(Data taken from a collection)
>>

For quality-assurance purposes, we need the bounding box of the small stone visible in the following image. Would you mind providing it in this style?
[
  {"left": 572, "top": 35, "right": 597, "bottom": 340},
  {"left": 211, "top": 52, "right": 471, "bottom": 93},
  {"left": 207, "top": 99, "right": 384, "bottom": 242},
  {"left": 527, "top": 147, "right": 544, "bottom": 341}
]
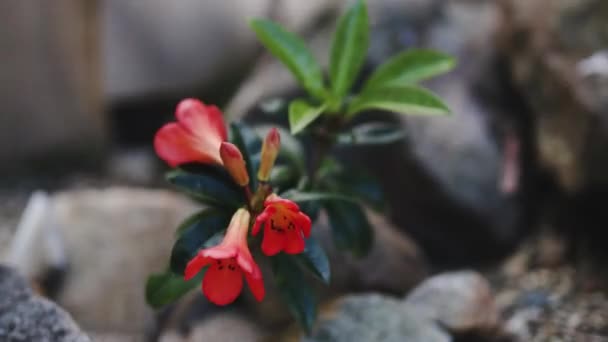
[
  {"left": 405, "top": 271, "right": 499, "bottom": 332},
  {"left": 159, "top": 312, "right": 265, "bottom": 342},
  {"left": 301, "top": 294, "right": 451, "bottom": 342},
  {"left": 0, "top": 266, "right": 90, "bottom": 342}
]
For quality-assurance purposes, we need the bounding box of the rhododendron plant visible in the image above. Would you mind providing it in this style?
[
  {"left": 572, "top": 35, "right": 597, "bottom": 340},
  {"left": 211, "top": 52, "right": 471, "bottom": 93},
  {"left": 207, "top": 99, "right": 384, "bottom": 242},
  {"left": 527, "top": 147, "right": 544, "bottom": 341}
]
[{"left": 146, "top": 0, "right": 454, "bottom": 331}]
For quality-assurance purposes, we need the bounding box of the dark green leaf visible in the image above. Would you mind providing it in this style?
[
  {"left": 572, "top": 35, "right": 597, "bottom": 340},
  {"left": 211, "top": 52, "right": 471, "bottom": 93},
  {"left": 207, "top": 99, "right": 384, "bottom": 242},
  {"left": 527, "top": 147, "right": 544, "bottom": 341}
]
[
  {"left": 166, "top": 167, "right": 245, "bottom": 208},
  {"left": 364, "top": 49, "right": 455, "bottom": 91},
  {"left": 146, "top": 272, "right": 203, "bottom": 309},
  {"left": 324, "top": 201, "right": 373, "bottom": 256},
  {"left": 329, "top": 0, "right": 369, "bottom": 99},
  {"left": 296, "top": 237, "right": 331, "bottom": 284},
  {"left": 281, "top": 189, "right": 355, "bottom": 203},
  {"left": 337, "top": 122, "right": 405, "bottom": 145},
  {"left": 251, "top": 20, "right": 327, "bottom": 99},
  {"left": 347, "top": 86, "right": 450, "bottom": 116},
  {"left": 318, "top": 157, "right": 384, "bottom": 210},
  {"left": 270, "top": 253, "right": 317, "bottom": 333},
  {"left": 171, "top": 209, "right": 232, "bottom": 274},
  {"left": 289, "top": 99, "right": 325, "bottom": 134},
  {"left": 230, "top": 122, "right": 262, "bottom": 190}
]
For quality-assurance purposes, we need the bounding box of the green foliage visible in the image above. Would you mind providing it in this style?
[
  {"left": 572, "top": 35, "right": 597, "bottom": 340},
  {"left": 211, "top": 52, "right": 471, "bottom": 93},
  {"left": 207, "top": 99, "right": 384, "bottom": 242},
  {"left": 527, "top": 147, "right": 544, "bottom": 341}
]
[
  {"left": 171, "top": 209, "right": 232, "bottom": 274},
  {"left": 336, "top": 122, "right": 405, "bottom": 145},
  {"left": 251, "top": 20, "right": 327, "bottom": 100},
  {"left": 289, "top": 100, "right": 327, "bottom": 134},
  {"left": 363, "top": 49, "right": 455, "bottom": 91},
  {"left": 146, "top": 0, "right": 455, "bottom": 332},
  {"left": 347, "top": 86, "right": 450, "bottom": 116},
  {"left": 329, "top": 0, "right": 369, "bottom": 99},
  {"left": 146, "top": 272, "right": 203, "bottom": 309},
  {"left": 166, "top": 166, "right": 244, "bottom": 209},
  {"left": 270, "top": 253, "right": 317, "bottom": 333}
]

<<
>>

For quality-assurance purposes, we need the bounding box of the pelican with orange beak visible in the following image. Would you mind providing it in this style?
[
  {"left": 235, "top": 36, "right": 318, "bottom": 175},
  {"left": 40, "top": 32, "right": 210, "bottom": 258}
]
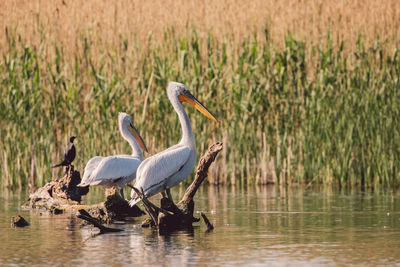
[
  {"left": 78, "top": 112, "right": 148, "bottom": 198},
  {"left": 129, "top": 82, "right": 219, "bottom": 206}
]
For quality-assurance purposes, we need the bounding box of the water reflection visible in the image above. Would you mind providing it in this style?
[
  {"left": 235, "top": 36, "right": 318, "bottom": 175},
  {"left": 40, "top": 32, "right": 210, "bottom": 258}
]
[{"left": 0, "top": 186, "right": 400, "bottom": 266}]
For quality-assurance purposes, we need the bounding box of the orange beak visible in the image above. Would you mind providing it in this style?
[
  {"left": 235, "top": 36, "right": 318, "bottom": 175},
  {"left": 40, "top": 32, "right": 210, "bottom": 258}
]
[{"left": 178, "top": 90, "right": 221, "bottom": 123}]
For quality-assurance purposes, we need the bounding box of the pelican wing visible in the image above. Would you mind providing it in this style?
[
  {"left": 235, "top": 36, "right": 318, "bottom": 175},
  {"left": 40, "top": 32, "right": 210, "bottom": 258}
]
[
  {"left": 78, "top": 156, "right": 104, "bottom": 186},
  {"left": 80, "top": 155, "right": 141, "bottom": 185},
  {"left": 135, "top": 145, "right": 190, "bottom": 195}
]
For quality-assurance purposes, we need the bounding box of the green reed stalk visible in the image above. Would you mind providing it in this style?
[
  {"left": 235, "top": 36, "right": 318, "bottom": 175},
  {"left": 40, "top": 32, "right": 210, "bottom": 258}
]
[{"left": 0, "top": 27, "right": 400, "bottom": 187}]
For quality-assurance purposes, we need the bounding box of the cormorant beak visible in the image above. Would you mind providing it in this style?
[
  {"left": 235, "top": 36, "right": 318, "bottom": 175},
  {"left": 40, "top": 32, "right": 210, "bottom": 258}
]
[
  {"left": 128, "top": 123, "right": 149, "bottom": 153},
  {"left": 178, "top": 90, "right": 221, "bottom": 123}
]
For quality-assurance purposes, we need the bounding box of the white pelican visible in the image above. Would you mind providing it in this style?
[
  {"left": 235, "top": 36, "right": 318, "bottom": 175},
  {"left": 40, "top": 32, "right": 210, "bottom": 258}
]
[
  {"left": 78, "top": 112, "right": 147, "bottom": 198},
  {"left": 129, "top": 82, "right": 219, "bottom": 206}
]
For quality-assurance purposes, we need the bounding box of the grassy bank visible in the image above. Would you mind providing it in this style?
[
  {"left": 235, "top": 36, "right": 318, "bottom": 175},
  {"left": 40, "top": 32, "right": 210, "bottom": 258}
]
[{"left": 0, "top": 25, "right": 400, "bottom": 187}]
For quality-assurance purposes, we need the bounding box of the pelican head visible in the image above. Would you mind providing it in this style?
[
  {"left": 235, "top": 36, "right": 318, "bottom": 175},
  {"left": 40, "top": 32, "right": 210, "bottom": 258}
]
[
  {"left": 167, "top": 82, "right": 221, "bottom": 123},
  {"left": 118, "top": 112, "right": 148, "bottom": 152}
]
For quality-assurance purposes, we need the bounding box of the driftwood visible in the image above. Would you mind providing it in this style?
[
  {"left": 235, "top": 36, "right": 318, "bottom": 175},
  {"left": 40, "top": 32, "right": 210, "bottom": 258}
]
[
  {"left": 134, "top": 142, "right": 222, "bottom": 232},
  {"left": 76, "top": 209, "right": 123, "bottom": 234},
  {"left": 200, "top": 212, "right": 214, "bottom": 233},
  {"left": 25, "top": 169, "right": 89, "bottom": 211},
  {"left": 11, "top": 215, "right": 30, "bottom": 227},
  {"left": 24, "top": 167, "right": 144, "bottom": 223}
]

<<

-- Exercise details --
Please state how many lines in the rows above contain the word "green", giving only the number.

-- Correct answer --
3